## WHAT THE TASK ASKS
Every record that follows should be copied exactly. No picture belongs in the copy.

## RECORDS PROVIDED

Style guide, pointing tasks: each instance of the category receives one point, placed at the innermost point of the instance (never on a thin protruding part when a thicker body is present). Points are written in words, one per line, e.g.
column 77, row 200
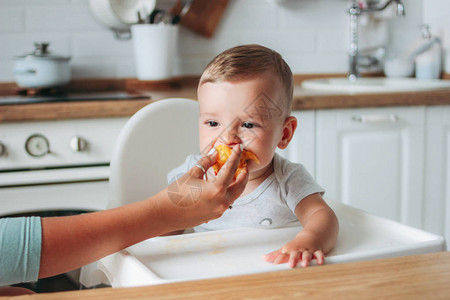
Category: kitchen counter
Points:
column 303, row 100
column 424, row 276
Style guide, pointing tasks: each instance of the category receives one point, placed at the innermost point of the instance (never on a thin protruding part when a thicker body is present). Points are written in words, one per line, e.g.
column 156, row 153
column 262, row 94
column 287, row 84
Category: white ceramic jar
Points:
column 41, row 69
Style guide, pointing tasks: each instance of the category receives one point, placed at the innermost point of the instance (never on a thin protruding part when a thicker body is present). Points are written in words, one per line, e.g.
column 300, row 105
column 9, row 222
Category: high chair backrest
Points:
column 155, row 140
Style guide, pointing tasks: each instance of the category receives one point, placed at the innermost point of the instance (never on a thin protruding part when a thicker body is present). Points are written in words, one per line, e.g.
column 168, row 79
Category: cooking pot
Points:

## RESULT OF THIS EXERCISE
Style guide, pointing tasks: each instance of the category receives one point, placed at the innermost point of the instance (never on a thin protruding part when a thicker body is present). Points are written in words, one per line, e.g.
column 77, row 200
Category: kitchen counter
Points:
column 303, row 100
column 424, row 276
Style guide, pointing tasks: each instance of the category receives one point, placed at the innermost point of the instance (never on a thin protruding part when a thicker body is present). Points are written in words, one per line, e.g.
column 156, row 153
column 262, row 94
column 287, row 84
Category: white ceramic jar
Points:
column 41, row 69
Style guide, pointing tasks: each instance of the category receives one point, placed at the innermost point of the instance (never on a thin protruding part when a thicker body is present). Points are written in words, one per line, e.g.
column 300, row 105
column 9, row 222
Category: high chair backrest
Points:
column 155, row 140
Style guide, pointing tasks: each instance of the category receives one point, placed at the innermost point of the instance (never on a thin protruding part when a thicker body is present). Points are written in words, one per line, e.g.
column 168, row 79
Category: cooking pot
Points:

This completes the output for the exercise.